Natural-language object grounding data:
┌──

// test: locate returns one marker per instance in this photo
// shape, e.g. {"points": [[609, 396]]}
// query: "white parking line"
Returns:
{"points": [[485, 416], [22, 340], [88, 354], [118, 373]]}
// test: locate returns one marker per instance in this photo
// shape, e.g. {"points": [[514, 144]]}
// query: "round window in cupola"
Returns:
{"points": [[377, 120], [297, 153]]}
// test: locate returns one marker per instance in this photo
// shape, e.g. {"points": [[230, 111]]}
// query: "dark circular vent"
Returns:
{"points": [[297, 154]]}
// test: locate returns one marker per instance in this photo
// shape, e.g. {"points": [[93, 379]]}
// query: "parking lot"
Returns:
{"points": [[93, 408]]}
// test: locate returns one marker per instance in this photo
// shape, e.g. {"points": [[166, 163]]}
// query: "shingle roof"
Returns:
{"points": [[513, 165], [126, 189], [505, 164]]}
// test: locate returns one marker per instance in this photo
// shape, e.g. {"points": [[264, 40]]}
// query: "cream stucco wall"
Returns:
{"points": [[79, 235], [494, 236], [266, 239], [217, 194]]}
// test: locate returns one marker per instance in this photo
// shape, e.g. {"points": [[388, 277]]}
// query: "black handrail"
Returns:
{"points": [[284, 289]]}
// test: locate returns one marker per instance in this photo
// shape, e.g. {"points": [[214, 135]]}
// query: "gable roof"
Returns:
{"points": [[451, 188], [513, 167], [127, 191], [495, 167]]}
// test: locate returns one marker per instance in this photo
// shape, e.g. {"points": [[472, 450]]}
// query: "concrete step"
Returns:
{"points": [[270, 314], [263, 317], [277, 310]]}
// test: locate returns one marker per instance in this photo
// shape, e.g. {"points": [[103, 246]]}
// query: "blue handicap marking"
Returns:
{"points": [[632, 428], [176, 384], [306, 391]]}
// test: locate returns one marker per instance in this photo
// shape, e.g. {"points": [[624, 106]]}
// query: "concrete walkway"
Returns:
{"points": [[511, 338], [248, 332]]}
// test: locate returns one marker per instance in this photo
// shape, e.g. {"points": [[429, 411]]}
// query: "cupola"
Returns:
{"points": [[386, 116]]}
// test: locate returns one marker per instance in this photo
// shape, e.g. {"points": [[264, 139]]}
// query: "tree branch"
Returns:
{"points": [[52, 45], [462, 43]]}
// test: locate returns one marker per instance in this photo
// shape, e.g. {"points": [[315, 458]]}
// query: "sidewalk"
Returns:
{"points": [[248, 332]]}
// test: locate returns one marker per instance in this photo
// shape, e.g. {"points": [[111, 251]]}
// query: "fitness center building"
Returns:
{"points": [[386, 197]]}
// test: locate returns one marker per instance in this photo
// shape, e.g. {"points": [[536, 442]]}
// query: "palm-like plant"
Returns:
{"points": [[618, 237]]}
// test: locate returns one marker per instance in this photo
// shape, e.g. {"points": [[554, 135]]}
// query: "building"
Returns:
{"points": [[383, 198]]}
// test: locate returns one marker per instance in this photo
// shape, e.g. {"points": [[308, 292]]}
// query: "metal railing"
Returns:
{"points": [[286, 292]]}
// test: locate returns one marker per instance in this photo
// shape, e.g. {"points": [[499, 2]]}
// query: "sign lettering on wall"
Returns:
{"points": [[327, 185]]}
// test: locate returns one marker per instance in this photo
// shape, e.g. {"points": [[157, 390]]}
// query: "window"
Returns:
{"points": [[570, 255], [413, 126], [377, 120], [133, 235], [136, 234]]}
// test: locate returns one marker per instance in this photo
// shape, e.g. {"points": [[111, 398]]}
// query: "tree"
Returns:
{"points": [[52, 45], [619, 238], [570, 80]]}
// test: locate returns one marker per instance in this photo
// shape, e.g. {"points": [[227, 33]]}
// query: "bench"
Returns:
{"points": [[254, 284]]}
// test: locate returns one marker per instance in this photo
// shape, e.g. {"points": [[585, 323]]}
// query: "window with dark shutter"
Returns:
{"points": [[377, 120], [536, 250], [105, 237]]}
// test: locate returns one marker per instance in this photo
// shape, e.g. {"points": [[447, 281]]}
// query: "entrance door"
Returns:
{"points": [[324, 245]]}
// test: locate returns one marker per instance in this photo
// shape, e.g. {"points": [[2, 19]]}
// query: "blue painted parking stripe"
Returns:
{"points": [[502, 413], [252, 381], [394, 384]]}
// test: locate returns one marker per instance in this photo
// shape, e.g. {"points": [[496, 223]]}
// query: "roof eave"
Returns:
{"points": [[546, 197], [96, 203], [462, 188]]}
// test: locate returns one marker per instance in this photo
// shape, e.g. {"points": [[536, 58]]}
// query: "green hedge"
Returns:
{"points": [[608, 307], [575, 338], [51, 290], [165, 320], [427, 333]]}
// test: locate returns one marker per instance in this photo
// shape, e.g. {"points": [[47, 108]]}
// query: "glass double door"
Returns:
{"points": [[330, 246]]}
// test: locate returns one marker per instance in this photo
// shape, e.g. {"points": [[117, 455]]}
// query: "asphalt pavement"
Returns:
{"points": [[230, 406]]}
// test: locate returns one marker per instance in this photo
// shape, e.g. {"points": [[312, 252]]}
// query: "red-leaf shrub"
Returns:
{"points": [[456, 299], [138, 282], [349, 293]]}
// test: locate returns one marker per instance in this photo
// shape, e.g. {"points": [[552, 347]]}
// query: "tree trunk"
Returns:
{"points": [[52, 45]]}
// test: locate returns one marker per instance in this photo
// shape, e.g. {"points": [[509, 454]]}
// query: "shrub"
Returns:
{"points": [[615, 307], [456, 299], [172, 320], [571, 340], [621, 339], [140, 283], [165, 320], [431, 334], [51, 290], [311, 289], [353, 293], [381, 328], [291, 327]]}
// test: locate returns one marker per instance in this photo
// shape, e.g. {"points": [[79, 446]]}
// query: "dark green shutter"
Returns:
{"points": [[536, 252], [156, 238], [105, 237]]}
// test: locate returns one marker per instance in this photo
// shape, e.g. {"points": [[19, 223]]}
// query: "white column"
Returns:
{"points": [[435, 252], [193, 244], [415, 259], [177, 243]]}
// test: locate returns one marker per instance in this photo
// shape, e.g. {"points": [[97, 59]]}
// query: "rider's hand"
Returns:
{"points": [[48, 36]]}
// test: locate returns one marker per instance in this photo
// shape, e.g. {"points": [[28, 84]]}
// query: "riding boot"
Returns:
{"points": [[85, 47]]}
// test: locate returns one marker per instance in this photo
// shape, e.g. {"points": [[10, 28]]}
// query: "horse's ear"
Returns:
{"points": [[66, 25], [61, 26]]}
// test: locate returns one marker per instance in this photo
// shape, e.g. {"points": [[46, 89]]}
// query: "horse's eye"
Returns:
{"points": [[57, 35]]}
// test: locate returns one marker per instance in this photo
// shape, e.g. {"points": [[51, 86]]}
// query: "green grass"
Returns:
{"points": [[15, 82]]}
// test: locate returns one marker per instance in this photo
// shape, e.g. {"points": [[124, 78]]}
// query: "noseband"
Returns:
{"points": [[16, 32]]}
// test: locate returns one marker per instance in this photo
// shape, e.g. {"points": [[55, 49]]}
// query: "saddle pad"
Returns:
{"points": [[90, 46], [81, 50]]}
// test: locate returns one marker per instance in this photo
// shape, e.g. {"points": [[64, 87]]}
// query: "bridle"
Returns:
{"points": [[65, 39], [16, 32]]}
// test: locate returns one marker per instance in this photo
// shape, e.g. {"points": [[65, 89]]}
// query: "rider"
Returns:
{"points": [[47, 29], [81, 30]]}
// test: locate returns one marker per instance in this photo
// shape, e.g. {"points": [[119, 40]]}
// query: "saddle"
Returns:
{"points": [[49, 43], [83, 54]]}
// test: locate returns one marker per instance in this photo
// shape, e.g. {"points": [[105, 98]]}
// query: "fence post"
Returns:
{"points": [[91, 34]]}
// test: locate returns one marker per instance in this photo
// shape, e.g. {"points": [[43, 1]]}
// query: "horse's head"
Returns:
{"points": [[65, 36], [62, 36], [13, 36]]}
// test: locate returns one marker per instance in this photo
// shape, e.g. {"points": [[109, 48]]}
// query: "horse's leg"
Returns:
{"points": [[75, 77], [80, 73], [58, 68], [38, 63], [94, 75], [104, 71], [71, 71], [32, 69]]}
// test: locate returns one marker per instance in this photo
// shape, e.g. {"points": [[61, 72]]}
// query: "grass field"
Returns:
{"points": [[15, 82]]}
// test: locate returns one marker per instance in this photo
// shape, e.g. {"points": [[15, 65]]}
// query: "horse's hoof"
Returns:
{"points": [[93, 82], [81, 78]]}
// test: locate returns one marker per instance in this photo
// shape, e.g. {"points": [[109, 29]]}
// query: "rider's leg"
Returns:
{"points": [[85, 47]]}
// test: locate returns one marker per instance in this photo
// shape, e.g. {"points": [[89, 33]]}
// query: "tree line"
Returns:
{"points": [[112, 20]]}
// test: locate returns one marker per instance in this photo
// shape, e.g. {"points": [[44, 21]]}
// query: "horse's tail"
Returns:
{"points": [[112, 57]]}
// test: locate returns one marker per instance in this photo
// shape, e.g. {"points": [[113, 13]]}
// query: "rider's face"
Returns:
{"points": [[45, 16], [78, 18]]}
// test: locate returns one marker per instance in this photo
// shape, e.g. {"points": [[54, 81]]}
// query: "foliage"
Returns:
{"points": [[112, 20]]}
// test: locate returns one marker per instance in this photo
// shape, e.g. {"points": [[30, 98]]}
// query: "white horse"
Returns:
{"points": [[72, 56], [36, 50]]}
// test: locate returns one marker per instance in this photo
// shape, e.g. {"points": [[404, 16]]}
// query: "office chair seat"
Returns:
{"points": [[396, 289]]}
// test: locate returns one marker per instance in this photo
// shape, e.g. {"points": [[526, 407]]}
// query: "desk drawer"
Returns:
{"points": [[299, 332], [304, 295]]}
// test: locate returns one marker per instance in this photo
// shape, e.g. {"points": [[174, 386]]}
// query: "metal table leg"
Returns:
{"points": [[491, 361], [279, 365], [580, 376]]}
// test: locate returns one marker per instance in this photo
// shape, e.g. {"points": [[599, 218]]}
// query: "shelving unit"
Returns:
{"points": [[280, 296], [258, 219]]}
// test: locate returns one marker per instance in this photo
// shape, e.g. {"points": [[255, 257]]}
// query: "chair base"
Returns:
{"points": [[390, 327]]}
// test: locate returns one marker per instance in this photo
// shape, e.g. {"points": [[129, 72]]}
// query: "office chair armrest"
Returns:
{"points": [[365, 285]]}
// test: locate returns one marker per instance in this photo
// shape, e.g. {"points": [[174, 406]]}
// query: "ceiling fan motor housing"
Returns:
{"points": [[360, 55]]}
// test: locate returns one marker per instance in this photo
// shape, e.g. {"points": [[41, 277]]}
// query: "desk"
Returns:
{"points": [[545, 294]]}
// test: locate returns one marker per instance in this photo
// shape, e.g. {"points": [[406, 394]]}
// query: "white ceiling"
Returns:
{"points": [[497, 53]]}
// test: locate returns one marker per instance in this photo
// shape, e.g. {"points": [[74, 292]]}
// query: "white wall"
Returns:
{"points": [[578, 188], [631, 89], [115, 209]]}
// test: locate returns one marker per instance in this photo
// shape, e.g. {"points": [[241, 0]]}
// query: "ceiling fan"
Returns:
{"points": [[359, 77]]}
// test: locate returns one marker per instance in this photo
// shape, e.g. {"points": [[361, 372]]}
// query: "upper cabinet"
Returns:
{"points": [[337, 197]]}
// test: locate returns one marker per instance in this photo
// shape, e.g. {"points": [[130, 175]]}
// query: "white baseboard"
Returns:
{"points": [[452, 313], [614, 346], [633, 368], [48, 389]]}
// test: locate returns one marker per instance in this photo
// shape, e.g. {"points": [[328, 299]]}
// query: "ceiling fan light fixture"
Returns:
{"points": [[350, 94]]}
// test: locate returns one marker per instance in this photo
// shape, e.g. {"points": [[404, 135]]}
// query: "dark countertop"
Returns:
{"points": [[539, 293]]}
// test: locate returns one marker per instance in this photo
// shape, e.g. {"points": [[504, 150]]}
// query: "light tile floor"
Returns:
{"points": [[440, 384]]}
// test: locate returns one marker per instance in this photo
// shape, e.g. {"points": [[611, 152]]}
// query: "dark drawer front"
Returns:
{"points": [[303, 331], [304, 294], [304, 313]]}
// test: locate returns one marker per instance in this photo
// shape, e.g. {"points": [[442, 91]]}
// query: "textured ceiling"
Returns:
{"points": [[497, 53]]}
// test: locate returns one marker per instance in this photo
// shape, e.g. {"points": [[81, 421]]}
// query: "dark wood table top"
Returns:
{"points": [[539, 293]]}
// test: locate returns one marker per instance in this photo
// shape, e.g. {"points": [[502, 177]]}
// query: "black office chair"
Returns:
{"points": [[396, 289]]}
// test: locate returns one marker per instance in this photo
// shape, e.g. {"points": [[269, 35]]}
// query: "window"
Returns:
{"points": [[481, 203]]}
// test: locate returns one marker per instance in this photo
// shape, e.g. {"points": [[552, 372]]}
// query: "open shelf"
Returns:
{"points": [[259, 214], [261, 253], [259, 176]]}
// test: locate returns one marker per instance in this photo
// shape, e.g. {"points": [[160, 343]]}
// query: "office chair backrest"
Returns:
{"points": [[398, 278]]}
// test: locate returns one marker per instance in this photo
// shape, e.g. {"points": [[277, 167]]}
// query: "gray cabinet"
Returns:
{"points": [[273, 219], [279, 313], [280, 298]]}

└──

Whenever the word "light" appears in a line above, copy that line.

» Exercise response:
// query: "ceiling fan light fixture"
// query: "light tile floor"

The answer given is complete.